**Source extract**

• • • •

I’m a Star Wars fan and, like the millions of other Star Wars fans, I have seen A New Hope a zillion times. Possibly two zillion. But never like this; with a live accompaniment from the New Zealand Symphony Orchestra.
I had prepared myself by watching John Williams documentaries on YouTube. Williams is the second-most Oscar nominated person behind Walt Disney, and it’s no surprise when you realize the number of cultural touchstones he worked on, even before Star Wars.
As with all his works Williams creates components for each character and then melds them together. So Star Wars’ main theme that plays over the iconic title crawl is essentially Luke’s theme. But as the piece winds it’s way over the following action scene we hear the Droids theme, Leia’s theme, and, of course, the Imperial theme.
In this way Williams creates his own version of story-telling. Not only do you know who is on screen by the melody but Williams is able to let you know shifts in the characters’ internal motivations. This is used more in the later films when Luke is on screen, but Vader’s theme is playing.
Watching the documentaries gave me an understanding of how NZSO conductor, Hamish McKeich, might go about the task of perfectly marrying live music to a pre-recorded sound track. From our vantage point I could see a monitor in front of McKeich playing the film with a white vertical bar that tracked across periodically, giving him the timing. This is similar to the way Williams recorded the original soundtrack in a studio back in 1977 (though without the digital aids).
The NZSO’s performance was perfect. It was a wonderful experience watching the film but with the music brought to the fore. (Sadly the TSB Arena’s acoustics let the performance down a little with the on-screen voices being too loud at times where we were sitting, while friends elsewhere in the venue couldn’t hear them at all).

• • • •

**Collected data**
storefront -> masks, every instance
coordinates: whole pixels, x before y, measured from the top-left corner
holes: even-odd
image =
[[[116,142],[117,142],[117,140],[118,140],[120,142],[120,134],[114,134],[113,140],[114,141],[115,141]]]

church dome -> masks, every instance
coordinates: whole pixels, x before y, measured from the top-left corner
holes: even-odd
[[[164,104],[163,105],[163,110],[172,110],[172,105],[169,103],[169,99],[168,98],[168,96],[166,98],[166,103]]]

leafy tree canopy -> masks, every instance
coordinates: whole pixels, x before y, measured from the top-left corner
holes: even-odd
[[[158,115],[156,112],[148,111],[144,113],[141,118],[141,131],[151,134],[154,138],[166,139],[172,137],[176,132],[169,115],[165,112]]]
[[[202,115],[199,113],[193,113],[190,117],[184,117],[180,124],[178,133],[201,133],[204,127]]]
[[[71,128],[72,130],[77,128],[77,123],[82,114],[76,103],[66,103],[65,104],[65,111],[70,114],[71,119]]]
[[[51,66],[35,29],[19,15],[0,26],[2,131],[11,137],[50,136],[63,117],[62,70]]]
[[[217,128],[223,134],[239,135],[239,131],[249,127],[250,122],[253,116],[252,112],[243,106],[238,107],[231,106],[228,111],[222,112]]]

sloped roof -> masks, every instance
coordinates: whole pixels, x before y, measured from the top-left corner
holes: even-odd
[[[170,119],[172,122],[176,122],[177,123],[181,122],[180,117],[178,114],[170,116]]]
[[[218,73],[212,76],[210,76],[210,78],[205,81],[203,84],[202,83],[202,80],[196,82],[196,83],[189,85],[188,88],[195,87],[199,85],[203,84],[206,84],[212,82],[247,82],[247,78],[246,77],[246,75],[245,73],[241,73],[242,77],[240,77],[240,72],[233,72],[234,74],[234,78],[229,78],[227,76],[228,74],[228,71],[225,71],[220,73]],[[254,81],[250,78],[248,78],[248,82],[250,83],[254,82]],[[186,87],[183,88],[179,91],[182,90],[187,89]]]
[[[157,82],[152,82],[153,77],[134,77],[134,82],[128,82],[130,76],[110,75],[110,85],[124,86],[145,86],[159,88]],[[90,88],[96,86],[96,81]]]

• • • •

**Tasks to carry out**
1) In the Star Wars concert review, who conducted the New Zealand Symphony Orchestra?
2) Explain how, according to the Star Wars concert review, Williams's music lets the audience follow the story.
3) Continue the Star Wars concert review from its last sentence.

**Per-task outputs**
1) Hamish McKeich conducted it.

2) Williams writes a separate theme for each character, so the melody tells you who is on screen. By playing one character's theme while another is shown, as with Vader's theme playing when Luke is on screen, he can also signal shifts in the characters' internal motivations.

3)
I was most interested to hear the section directly after the “garbage masher” scene. This is a piece where the protagonists are split up and the action on screen changes rapidly from foot chases, to gun battles, to quiet sneaking, all building up to the battle between Obi Wan Kenobi and Darth Vader. The NZSO handled all of these quick fire changes perfectly.
Oddly the traditional set up of an orchestra, didn’t suit this performance. So much of Williams’s work is based in the wood-wind section, so often individual performances, usually on Luke’s theme, were hidden behind silent violins. Though when the full orchestra was in flight, it was something to behold.
I should note that the version played was the 'Special Edition'. So certain scenes were longer than the original movie and sometimes whole new parts were added (such as the infamous Jabba scene).
What surprised me was how often the orchestra didn’t play. There are long sections of the film with no orchestral backing. Most notable was a long stretch from the beginning of the Cantina scene through to the escape of Mos Eisley. Also the aforementioned lightsaber battle contains very little music, until Kenobi’s sacrifice. (Note, the orchestra didn’t play the Cantina Band music, possibly due to a lack of steel drums and odd jazz instruments).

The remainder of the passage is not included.